──────── RECORD EXTRACTS ────────
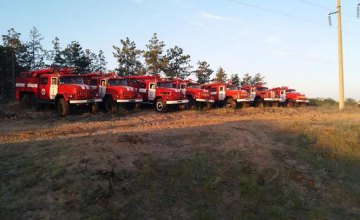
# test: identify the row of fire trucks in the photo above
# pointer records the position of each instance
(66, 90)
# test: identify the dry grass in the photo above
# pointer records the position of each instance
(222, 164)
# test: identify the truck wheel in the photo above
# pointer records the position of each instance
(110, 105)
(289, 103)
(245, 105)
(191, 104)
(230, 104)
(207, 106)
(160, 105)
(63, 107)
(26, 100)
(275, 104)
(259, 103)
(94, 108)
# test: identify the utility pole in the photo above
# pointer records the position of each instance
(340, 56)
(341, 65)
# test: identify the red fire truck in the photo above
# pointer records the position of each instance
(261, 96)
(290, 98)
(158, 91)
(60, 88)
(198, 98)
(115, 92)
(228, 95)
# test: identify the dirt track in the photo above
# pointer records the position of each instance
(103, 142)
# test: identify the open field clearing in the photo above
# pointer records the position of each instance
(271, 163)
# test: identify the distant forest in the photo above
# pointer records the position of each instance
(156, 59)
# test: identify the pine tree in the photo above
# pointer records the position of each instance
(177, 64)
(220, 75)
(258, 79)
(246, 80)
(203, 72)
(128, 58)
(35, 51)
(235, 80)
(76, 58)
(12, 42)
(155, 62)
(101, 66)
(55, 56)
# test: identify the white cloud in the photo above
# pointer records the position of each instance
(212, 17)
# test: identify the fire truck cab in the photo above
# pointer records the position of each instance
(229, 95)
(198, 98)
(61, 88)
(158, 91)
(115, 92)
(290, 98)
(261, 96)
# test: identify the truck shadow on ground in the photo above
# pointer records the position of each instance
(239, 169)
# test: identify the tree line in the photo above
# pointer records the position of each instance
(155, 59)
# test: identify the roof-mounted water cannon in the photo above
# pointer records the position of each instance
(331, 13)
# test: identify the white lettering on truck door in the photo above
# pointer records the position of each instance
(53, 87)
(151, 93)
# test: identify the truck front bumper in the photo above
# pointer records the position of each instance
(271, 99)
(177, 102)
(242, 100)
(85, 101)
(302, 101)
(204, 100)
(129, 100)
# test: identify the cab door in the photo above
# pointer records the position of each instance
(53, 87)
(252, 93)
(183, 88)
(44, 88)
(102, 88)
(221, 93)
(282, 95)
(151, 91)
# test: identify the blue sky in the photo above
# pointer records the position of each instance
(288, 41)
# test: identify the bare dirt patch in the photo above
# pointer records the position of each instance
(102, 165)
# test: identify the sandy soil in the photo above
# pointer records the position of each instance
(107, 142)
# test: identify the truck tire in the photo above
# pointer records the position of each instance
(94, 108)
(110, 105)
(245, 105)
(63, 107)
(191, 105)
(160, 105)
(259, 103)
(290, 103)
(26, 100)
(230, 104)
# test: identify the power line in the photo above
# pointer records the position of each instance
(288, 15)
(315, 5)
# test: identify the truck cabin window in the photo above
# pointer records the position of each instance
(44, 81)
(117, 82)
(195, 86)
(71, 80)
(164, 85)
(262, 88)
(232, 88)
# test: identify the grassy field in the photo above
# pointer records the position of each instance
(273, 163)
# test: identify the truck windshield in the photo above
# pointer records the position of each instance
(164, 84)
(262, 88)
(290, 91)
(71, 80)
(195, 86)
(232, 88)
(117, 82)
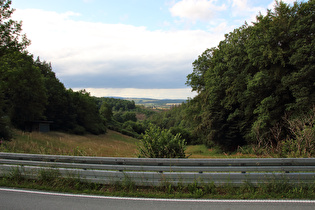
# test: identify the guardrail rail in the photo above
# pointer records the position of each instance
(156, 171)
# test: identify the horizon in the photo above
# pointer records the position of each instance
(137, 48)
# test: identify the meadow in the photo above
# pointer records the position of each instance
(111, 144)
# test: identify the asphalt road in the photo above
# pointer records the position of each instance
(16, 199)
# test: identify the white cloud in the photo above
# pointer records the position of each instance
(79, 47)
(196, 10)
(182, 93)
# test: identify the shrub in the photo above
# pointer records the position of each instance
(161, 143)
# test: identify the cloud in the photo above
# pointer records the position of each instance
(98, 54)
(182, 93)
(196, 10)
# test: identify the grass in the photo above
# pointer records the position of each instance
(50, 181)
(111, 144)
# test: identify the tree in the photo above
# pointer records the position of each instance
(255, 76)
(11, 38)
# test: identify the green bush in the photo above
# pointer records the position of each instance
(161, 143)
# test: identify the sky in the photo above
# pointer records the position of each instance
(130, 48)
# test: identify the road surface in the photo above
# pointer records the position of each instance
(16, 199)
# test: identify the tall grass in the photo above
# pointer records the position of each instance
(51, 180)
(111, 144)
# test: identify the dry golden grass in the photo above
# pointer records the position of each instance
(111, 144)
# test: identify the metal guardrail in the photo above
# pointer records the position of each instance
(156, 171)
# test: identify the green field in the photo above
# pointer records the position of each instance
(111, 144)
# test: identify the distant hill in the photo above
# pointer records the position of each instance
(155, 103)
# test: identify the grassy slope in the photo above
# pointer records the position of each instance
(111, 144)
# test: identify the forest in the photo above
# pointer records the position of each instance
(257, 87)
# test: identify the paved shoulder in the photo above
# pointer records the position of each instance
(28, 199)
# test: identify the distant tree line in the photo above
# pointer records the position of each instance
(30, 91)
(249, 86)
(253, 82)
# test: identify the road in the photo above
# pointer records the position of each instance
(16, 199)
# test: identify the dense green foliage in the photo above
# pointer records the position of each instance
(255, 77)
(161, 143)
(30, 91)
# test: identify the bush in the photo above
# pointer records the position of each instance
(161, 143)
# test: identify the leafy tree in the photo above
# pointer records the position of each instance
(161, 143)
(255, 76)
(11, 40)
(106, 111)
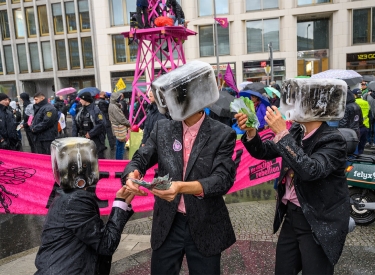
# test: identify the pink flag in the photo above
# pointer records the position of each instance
────────
TASK TO COMPLETE
Reproduce the whole listing above word for word, but not its pictures.

REPLY TO THE EXERCISE
# test: identify the row of fire trucks in the photo above
# pointer records the position of each instance
(66, 90)
# test: identify the dry grass in the photo above
# pointer records the position of each instance
(222, 164)
# test: identify the truck wheel in the photo above
# pointer records the position of each instance
(110, 105)
(289, 103)
(245, 105)
(191, 104)
(230, 104)
(207, 106)
(160, 105)
(63, 107)
(26, 100)
(275, 104)
(259, 103)
(94, 108)
# test: identify the utility pole in the photo above
# pointer records the position of each instance
(340, 56)
(341, 65)
# test: identify the red fire truck in the photo above
# pointer records the position of each instance
(261, 96)
(290, 98)
(158, 91)
(60, 88)
(198, 98)
(115, 92)
(228, 95)
# test: identify the dirt track in the photo above
# pointer records the position of each instance
(103, 142)
# test: identify the open field clearing in the photo above
# pointer records the position of each instance
(271, 163)
# test: identify the distant forest in the photo above
# pointer records the position of each instance
(156, 59)
# test: identify the pine tree in the photo above
# pointer records the position of each instance
(177, 64)
(220, 75)
(258, 79)
(246, 80)
(203, 72)
(128, 58)
(35, 51)
(235, 80)
(76, 58)
(12, 42)
(155, 62)
(101, 66)
(55, 56)
# test: identify the white cloud in the photo above
# pointer records the position of each instance
(212, 17)
# test: identify the fire truck cab in the photo above
# pointer records the position of each instance
(229, 95)
(198, 98)
(61, 88)
(158, 91)
(115, 92)
(290, 98)
(261, 96)
# test: identify the truck shadow on ground in the photo above
# pointer records the position of each instance
(239, 169)
# test: identify the tree line in the photo above
# pointer records the position of each instance
(155, 59)
# test: identify the roof-mounted water cannon in the photo above
# pointer records the position of each instance
(331, 13)
# test: identify the white lettering on truck door in the photo above
# pointer records the position of each instance
(53, 87)
(151, 93)
# test: identify the truck front bumper in the photo above
# pointer records the position of each instance
(271, 99)
(177, 102)
(242, 100)
(85, 101)
(302, 101)
(204, 100)
(129, 100)
# test: identify the cab door in the photo above
# pointer records the position of each instance
(53, 87)
(252, 93)
(183, 88)
(44, 88)
(102, 88)
(221, 93)
(282, 95)
(151, 91)
# test: identify the blue sky in the photo above
# pointer records the position of each instance
(288, 41)
# test: identify the bare dirt patch in the photo above
# pointer records the position of each instance
(102, 165)
# test: identify the sandy soil in the photo above
# pointer records the position of each instance
(107, 142)
# test: identify the truck tire in the photo above
# pointer records the position of each instance
(94, 108)
(110, 105)
(245, 105)
(63, 107)
(191, 105)
(160, 105)
(259, 103)
(290, 103)
(26, 100)
(230, 104)
# test: identify the power line in the photo above
# pointer records the position of each instance
(288, 15)
(315, 5)
# test: identify the truck cabin window in the photo above
# pointer records the position of each instance
(44, 81)
(117, 82)
(195, 86)
(71, 80)
(164, 85)
(262, 88)
(232, 88)
# test: identify the grassy field in the photo above
# pointer records the position of each instance
(273, 163)
# test: identify the truck windshield in the photo above
# pointer records the position of each instance
(164, 84)
(262, 88)
(290, 91)
(71, 80)
(195, 86)
(232, 88)
(117, 82)
# test: identify the guardrail rail in the photo above
# pointer records the position of each instance
(156, 171)
# test: identify the horizon in the photo above
# pointer records the position of each instance
(137, 48)
# test: identify the meadow in the photo above
# pointer records the position of each instance
(111, 144)
# test: identify the asphalt road in the photo above
# pointer records the position of each instance
(16, 199)
# test: identify the white cloud in the photo above
# pointer records the position of each instance
(79, 47)
(196, 10)
(182, 93)
# test: identify the shrub in the photo above
# pointer records the position of each instance
(161, 143)
# test: identify the cloud in the photo above
# pointer records the position of each instance
(98, 54)
(182, 93)
(196, 10)
# test: identify the grass in the photo above
# pointer records the position of each instance
(50, 181)
(111, 144)
# test: identify the tree in the photo above
# pointer records the position of each instance
(255, 76)
(11, 38)
# test: identify the green bush in the photo above
# pointer records the position of each instance
(161, 143)
# test: identify the sky in the photo above
# pointer records the position of each instance
(130, 48)
# test: identify the road surface in the photo above
# pointer records the position of each instance
(16, 199)
# test: identify the tall grass in the photo above
# pointer records the position of each instance
(51, 180)
(111, 144)
# test: identify the dry golden grass in the photo above
# pointer records the position of each instance
(111, 144)
# test: identify the metal guardrail in the photo above
# pointer records the position of each instance
(156, 171)
# test: identify the green field in the photo above
# pointer records the position of each instance
(111, 144)
# test: identify the distant hill in the photo above
# pointer records the position of each instance
(155, 103)
# test: identify the grassy slope in the photo above
# pointer records the position of each instance
(111, 144)
# test: identify the forest in the photo above
# pointer records the position of each instance
(257, 87)
# test: identify the paved shoulder in the photo above
# pointer records the position of each instance
(28, 199)
# test: identify the distant tree line in the photo above
# pointer records the position of each instance
(30, 91)
(249, 86)
(253, 82)
# test: identify the road in the photo above
# pointer records the position of each instance
(16, 199)
# test: identify the dense green foliage in the photo above
# pointer records the position of each instance
(255, 77)
(161, 143)
(30, 91)
# test: identify the bush in the photo above
# pointer records the position of each instance
(161, 143)
# test: identify the leafy tree in the photo above
# pointer records the position of each instance
(161, 143)
(255, 76)
(11, 40)
(106, 111)
# test: identify the pink flag in the photo above
# pointer records the position of each instance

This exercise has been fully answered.